(Image outline annotation entries)
□ □ □ □ □ □ □
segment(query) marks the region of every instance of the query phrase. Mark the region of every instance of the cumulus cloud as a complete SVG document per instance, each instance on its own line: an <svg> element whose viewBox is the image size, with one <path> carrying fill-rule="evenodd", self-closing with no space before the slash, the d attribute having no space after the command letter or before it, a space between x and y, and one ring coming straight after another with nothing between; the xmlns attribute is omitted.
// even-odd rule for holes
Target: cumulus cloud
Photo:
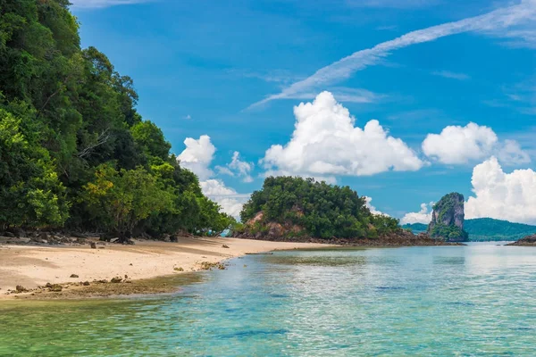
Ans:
□ □ □ □ □ □ □
Instruction –
Count the lines of the material above that contain the word "cloud". Give only the number.

Final result –
2